══ Exercise text ══

In the Land of Castles
Sunday, March 23, 2008
The castle was small, crumbling, a ruin in every sense. But in the morning hours of an overcast April day in the south of France, it was all ours. The only sound was our own quick breaths as we ascended the footpath to Castle Aguilar. No voices, no ringing cellphones, no beeps of digital cameras. Just two people, off-hours, offseason, off the beaten path in a French fortification almost 1,000 years old.
Something happens in that hush. The weight of a place takes hold. The imagination takes off. Mine was flying as I rubbed the castle's thick, rough walls, picturing the times they had witnessed -- times of counts and courts, knights and damsels, inquisitors and dungeons, sackings and sieges. Had a wandering troubadour stood at this same spot, singing songs of unrequited love? What lords had sent armies over these walls to vanquish defenders? Had the boots of black-hearted Simon de Montfort, who reportedly stormed Aguilar in 1210, swept across the stones at my very feet?
I peered through the long, skinny archer's slots in Aguilar's semicircular guard towers, down to the rolling green plains patched with old vineyards below us. Wild thyme and rosemary edged into bloom at castle's edge. The stucco walls of the medieval village of Tuchan -- where we had happily dined the night before on robust blood sausage, coq au vin and aged chevre -- glowed rosy in filtered morning sun.
We had road-tripped our way into the heart of France's Languedoc-Roussillon region, the history-rich corner of France that reaches down to the foothills of the Pyrenees and on to the Spanish border. It embraces a pretty countryside called Cathar Country, a land of castles, cassoulet (the signature white-bean stew of southern France) and, once upon a bad time, Catholic Crusaders determined to wipe out "heretic" Cathars.

═══
══ Given records ══

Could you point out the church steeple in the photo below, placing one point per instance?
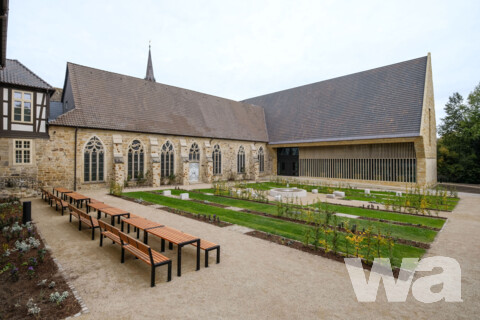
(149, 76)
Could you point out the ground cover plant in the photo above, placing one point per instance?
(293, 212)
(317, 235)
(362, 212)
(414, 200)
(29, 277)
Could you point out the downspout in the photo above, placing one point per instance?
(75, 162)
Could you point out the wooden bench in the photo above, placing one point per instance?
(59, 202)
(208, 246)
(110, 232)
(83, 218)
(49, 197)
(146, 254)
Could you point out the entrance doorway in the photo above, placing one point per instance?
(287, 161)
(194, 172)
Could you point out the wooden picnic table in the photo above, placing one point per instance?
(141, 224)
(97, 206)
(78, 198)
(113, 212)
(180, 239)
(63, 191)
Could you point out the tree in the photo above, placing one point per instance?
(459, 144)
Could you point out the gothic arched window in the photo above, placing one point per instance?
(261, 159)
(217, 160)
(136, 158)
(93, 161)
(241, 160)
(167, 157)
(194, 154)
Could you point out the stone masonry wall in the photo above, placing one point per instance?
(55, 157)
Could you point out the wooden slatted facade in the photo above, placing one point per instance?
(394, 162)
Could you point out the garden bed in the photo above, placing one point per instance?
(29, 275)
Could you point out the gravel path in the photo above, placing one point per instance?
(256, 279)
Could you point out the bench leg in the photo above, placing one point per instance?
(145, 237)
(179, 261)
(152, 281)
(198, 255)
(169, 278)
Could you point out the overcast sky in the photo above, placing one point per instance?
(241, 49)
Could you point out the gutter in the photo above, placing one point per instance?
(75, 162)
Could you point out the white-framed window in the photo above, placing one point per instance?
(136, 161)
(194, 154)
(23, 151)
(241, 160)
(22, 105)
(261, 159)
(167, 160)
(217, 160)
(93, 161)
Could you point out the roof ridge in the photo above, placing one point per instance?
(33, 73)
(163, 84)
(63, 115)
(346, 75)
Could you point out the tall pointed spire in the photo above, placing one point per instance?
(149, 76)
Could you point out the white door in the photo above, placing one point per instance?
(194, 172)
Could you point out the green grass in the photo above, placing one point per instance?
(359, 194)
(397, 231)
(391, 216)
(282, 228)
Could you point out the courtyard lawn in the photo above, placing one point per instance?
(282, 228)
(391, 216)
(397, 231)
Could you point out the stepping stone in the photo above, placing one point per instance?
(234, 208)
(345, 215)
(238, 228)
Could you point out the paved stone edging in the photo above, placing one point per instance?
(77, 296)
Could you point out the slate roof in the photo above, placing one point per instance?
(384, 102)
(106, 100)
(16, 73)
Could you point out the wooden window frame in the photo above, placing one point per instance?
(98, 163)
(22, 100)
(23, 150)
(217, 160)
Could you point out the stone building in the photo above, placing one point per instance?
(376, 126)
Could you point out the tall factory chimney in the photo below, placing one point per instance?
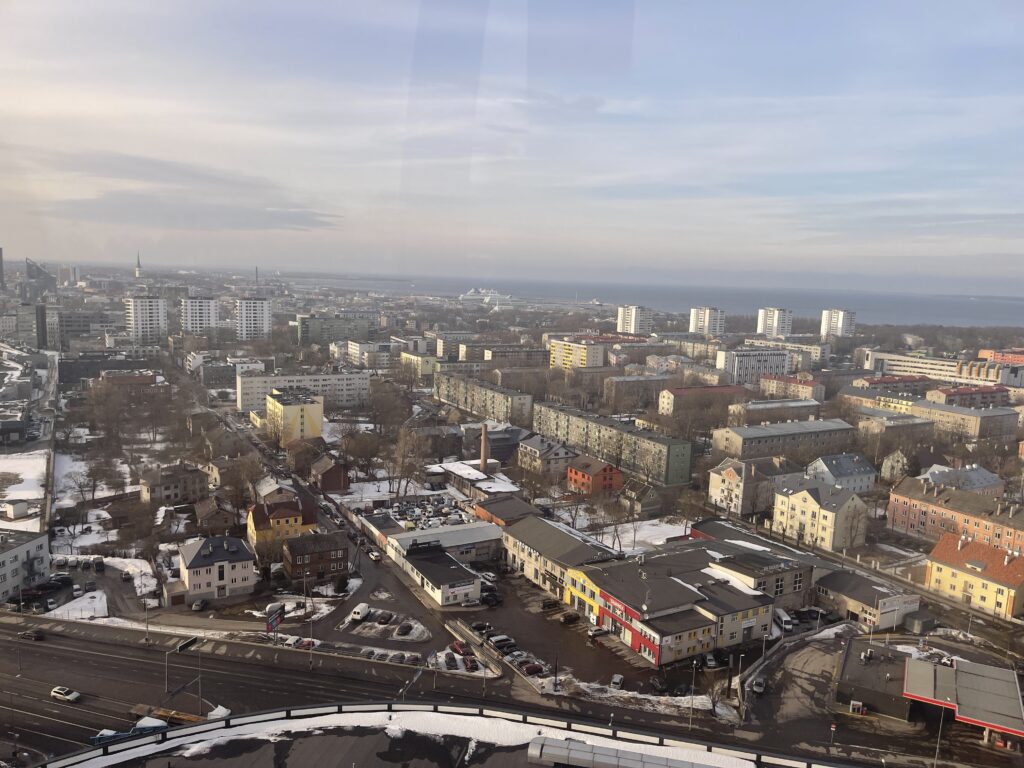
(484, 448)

═══

Work to be completed.
Answer these questions using the article about Castle Aguilar above.
(a) In what year did Simon de Montfort reportedly storm Aguilar?
(b) What three dishes did the travelers eat in Tuchan the night before their castle visit?
(c) How does the article describe cassoulet?

Result below.
(a) 1210
(b) Blood sausage, coq au vin and aged chevre
(c) As the signature white-bean stew of southern France